Stored data:
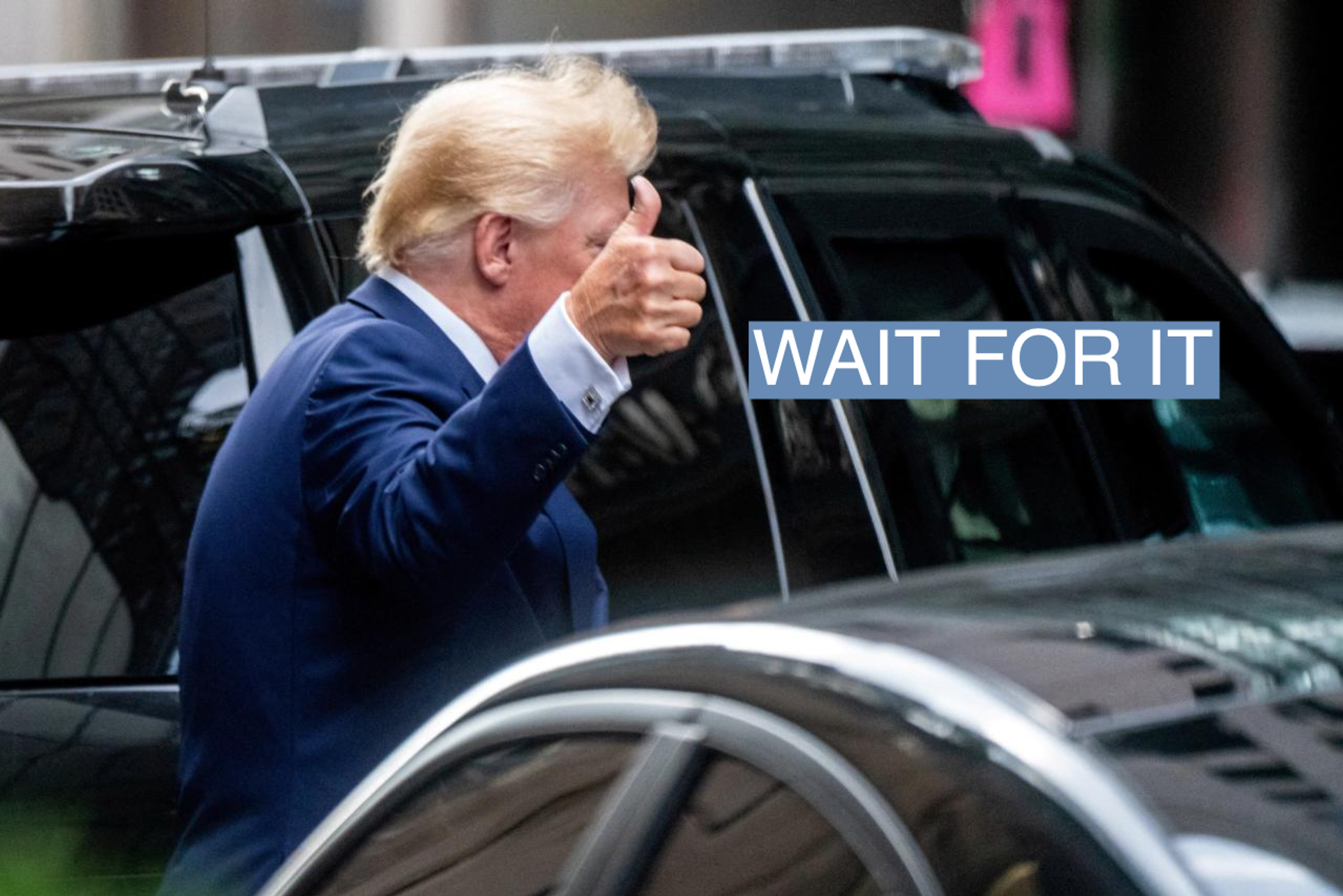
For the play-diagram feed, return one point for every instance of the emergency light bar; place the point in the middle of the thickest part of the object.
(934, 55)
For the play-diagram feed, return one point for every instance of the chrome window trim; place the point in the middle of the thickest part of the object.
(269, 327)
(844, 798)
(839, 406)
(1009, 726)
(711, 277)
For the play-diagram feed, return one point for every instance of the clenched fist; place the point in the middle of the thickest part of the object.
(641, 294)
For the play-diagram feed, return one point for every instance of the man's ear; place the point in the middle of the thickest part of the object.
(493, 246)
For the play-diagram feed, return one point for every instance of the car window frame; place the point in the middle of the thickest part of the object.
(677, 730)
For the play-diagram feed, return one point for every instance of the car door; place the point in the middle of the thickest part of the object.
(113, 404)
(962, 480)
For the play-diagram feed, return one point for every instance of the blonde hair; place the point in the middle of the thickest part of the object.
(502, 140)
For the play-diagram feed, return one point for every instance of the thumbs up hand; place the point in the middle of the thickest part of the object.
(641, 294)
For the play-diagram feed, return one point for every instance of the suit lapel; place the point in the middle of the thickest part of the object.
(579, 555)
(571, 523)
(385, 300)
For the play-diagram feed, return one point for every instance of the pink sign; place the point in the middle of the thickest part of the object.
(1028, 78)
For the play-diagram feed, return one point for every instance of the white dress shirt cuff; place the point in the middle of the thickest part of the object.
(583, 382)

Work to do:
Switch "play-diagram feed" to "labeling batch" everywhere it occurs in the entries and reproduce them with nothing else altered. Omit the pictures.

Answer to this exercise:
For the labeling batch, return one point for every instance of the emergency light bar; place the point in the middle of the thickest part of the object.
(934, 55)
For the labeling batch, return one point for every instance of the chrome window trim; place the point in the middle of the thickest part of the object.
(269, 327)
(844, 798)
(839, 406)
(1009, 726)
(711, 277)
For the labeling batch, return one point for every instance of the clenched fist; place the point in the middle of the thickest part of the object.
(641, 294)
For the labeling batch, return one point for every instance of the man's ear; place the point in the middle of the thickest part of the object.
(493, 246)
For the labeling batch, return one point for every instance of the car window frame; place the point in the middle of the thickest part of the object.
(677, 730)
For the labeling batch, return one point for every instance of the car door; place the point in the middle of the thickest part of the object.
(113, 404)
(962, 480)
For the labeling batch, return one point for every instance of the blonde hair; place the point in the middle of the thickest part of the object.
(502, 140)
For the labeling batch, return one point for every instance of the thumbs up hand; place the point in the middle of the thickest part of the object.
(641, 294)
For the labeling batch, return one point for every instance of the suit lapel; place the point in the middle of the thickest part of the object.
(579, 555)
(571, 523)
(385, 300)
For the labeling batch, return one point for every instance of the pink sign; place the point in the middle of the thickest part of the object.
(1028, 78)
For the labeling batch, return one point for every instance of the white dress shirt cuff; place the point in the middle of the thickest part of the object.
(583, 382)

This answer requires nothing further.